Source text:
################

It's time you decided what you REALLY want.
And so another year begins, and already you're seeing the mountain in front of you: 50-60-hour work weeks, paying bills, fixing things around the house, and running kids around to concerts, parties and other activities.
It's around this time we tend to question our lives and the meaning that's accrued so far. Some will greet it with excitement; others with dread – mostly because we believe things won't change, even though we want them to.
I've walked this path many times. As a younger man, the arrival of a freshly minted year filled me with unassailable optimism and hope, such that I'd struggle even to sleep. I'd fully expect to conquer the world every time January arrived.
But as I got older, each new year took on a darker hue, like those lugubrious winter days when the sun stays behind a veil of brooding clouds. I'd tried and failed at so many things – sometimes spectacularly – that with each passing year, it took all my strength to even muster a smile.
But everything has an end, both good and bad.
And so a few years ago, I made a deliberate decision to turn things around. You can read about much of it in my other posts on this site, but suffice to say, once I made the decision that today was Day One, things began to change.
What you Say vs What you Mean
Nowadays, I'm super intentional about the decisions I make – especially about the things I want. And don't want.
And I've learned that what we say we want is often just a thin veneer covering something deeper. And much simpler.
I can't tell you what you want. But I can tell you how I make decisions today, and why this process has turned my life around.
One phrase I've adopted is, “So that…”
In other words, when a decision comes before me, I always carry it through to its conclusion with a series of brutally honest ‘so thats'.
What this does is lead me towards the ultimate outcome, and it forces me to question my motives. Let me give you an example.

################

Stored rows:
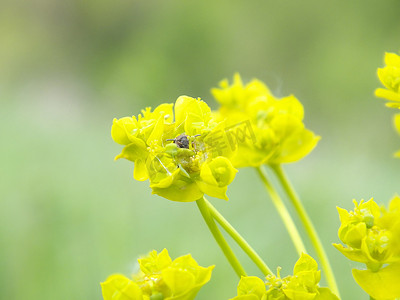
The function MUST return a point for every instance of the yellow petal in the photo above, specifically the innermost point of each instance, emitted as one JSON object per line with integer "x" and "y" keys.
{"x": 155, "y": 262}
{"x": 392, "y": 59}
{"x": 123, "y": 129}
{"x": 382, "y": 285}
{"x": 118, "y": 287}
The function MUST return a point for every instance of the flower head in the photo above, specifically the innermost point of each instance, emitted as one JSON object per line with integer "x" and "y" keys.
{"x": 390, "y": 78}
{"x": 372, "y": 233}
{"x": 264, "y": 129}
{"x": 174, "y": 147}
{"x": 303, "y": 284}
{"x": 159, "y": 278}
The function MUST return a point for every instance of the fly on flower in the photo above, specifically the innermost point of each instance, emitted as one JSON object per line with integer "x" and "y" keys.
{"x": 185, "y": 169}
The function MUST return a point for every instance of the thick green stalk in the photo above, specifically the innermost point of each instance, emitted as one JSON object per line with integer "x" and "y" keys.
{"x": 251, "y": 253}
{"x": 283, "y": 212}
{"x": 203, "y": 207}
{"x": 309, "y": 227}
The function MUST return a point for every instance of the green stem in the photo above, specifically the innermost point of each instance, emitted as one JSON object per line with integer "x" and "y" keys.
{"x": 219, "y": 238}
{"x": 251, "y": 253}
{"x": 309, "y": 227}
{"x": 283, "y": 212}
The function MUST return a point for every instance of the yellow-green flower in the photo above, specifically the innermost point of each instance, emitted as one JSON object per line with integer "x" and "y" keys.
{"x": 372, "y": 236}
{"x": 303, "y": 284}
{"x": 390, "y": 78}
{"x": 397, "y": 126}
{"x": 371, "y": 233}
{"x": 263, "y": 128}
{"x": 160, "y": 278}
{"x": 181, "y": 150}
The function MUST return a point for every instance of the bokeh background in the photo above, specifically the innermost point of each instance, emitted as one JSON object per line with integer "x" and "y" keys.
{"x": 70, "y": 215}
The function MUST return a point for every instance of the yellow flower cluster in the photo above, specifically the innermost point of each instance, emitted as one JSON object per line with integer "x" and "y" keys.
{"x": 390, "y": 78}
{"x": 265, "y": 129}
{"x": 372, "y": 236}
{"x": 303, "y": 284}
{"x": 160, "y": 278}
{"x": 172, "y": 146}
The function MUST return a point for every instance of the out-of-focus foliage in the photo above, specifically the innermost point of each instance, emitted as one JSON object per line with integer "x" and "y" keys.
{"x": 372, "y": 236}
{"x": 159, "y": 278}
{"x": 70, "y": 215}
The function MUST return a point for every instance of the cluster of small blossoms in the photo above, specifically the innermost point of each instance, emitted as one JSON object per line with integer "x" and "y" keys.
{"x": 390, "y": 78}
{"x": 372, "y": 236}
{"x": 171, "y": 146}
{"x": 303, "y": 284}
{"x": 159, "y": 278}
{"x": 265, "y": 129}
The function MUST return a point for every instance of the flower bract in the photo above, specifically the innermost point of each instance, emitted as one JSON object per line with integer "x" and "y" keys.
{"x": 180, "y": 148}
{"x": 263, "y": 128}
{"x": 159, "y": 278}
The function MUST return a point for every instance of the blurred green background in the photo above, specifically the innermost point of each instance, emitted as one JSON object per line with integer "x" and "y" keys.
{"x": 70, "y": 215}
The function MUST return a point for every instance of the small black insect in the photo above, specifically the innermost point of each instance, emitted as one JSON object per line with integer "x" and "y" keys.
{"x": 182, "y": 141}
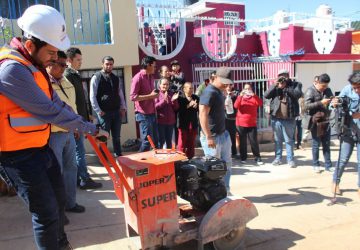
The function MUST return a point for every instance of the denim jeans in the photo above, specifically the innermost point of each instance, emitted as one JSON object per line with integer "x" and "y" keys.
{"x": 298, "y": 132}
{"x": 346, "y": 149}
{"x": 80, "y": 158}
{"x": 284, "y": 130}
{"x": 38, "y": 181}
{"x": 147, "y": 127}
{"x": 165, "y": 135}
{"x": 325, "y": 141}
{"x": 111, "y": 122}
{"x": 222, "y": 151}
{"x": 63, "y": 146}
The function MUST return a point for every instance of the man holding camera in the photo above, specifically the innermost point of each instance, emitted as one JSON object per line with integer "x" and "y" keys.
{"x": 284, "y": 108}
{"x": 143, "y": 94}
{"x": 317, "y": 100}
{"x": 350, "y": 129}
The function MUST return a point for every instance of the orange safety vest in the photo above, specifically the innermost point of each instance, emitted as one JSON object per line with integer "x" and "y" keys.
{"x": 18, "y": 128}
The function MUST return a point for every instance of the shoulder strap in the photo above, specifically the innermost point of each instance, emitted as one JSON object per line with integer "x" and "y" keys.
{"x": 62, "y": 90}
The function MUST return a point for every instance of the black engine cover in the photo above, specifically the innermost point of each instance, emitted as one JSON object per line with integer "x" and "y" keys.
{"x": 211, "y": 168}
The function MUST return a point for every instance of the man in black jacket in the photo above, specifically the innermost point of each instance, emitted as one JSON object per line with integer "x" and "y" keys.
{"x": 74, "y": 60}
{"x": 108, "y": 102}
{"x": 317, "y": 100}
{"x": 284, "y": 108}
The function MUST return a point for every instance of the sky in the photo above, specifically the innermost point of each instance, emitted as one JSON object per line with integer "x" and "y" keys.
{"x": 257, "y": 9}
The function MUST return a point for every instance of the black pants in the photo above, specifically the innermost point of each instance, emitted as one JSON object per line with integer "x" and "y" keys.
{"x": 231, "y": 128}
{"x": 244, "y": 132}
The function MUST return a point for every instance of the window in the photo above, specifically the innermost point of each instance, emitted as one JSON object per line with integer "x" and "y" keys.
{"x": 13, "y": 9}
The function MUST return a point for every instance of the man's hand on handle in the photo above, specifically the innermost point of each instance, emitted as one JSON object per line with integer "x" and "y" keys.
{"x": 102, "y": 135}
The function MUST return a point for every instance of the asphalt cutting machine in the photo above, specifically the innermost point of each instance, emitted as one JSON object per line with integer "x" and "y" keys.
{"x": 147, "y": 184}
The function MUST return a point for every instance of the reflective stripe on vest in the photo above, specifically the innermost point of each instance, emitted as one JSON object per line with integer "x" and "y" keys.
{"x": 22, "y": 122}
{"x": 20, "y": 129}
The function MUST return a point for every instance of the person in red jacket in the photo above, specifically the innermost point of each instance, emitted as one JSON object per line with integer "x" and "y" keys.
{"x": 247, "y": 104}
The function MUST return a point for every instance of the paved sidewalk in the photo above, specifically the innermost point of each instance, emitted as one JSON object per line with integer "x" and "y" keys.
{"x": 292, "y": 205}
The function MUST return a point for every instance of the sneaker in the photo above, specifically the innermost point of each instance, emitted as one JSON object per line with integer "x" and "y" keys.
{"x": 336, "y": 189}
{"x": 276, "y": 162}
{"x": 90, "y": 184}
{"x": 259, "y": 161}
{"x": 65, "y": 245}
{"x": 317, "y": 169}
{"x": 234, "y": 156}
{"x": 292, "y": 164}
{"x": 330, "y": 169}
{"x": 76, "y": 209}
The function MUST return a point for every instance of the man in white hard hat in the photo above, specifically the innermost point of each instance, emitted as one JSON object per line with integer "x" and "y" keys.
{"x": 28, "y": 107}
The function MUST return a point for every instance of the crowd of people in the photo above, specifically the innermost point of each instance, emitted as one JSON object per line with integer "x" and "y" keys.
{"x": 46, "y": 163}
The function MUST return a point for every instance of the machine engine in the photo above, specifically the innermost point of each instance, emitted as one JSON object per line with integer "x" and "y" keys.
{"x": 200, "y": 181}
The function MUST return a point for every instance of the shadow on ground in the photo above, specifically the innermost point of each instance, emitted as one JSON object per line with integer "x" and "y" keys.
{"x": 275, "y": 238}
{"x": 299, "y": 196}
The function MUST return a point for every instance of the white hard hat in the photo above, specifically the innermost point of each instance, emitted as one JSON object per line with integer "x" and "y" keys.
{"x": 46, "y": 24}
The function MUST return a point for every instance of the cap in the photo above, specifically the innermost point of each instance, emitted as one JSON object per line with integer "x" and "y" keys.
{"x": 283, "y": 71}
{"x": 225, "y": 75}
{"x": 174, "y": 62}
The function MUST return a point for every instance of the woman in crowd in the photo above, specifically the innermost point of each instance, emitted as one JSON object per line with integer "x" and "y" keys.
{"x": 230, "y": 114}
{"x": 166, "y": 104}
{"x": 247, "y": 104}
{"x": 188, "y": 120}
{"x": 177, "y": 78}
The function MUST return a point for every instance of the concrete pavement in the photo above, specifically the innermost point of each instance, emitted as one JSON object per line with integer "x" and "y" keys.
{"x": 292, "y": 206}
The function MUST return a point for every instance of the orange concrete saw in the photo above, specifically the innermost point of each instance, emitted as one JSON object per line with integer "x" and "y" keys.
{"x": 146, "y": 184}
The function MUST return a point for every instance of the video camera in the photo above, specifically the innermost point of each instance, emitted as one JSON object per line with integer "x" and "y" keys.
{"x": 344, "y": 117}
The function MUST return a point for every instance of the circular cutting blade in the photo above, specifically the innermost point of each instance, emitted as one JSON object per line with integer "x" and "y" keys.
{"x": 234, "y": 240}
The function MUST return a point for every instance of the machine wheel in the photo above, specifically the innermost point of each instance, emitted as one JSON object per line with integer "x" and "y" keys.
{"x": 234, "y": 240}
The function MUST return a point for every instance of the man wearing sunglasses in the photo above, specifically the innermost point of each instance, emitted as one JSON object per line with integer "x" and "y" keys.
{"x": 317, "y": 100}
{"x": 351, "y": 130}
{"x": 62, "y": 142}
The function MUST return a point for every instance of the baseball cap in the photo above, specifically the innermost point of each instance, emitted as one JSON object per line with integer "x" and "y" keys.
{"x": 283, "y": 71}
{"x": 225, "y": 75}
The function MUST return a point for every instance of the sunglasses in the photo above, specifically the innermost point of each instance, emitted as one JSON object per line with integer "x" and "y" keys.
{"x": 63, "y": 65}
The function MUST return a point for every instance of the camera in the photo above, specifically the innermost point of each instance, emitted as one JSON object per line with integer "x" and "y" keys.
{"x": 282, "y": 79}
{"x": 344, "y": 118}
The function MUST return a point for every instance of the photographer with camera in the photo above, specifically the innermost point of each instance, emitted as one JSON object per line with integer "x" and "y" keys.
{"x": 284, "y": 108}
{"x": 317, "y": 100}
{"x": 349, "y": 102}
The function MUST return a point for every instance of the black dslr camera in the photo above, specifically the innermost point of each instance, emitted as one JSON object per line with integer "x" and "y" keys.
{"x": 344, "y": 117}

################

Please duplicate the essay on deciding what you really want word for word, taking everything from "But everything has" down to "my life around.".

Task answer:
But everything has an end, both good and bad.
And so a few years ago, I made a deliberate decision to turn things around. You can read about much of it in my other posts on this site, but suffice to say, once I made the decision that today was Day One, things began to change.
What you Say vs What you Mean
Nowadays, I'm super intentional about the decisions I make – especially about the things I want. And don't want.
And I've learned that what we say we want is often just a thin veneer covering something deeper. And much simpler.
I can't tell you what you want. But I can tell you how I make decisions today, and why this process has turned my life around.